▶ _Work item_: Reproduce the data word for word, keeping every line complete.

Collected data:
━━━

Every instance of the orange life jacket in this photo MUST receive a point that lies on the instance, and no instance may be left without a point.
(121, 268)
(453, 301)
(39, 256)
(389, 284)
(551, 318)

━━━

▶ _Answer for the task_:
Every instance of the orange life jacket in this photo MUST receive a point that lies on the instance, and no instance may be left without a point.
(121, 268)
(453, 301)
(39, 256)
(389, 284)
(551, 318)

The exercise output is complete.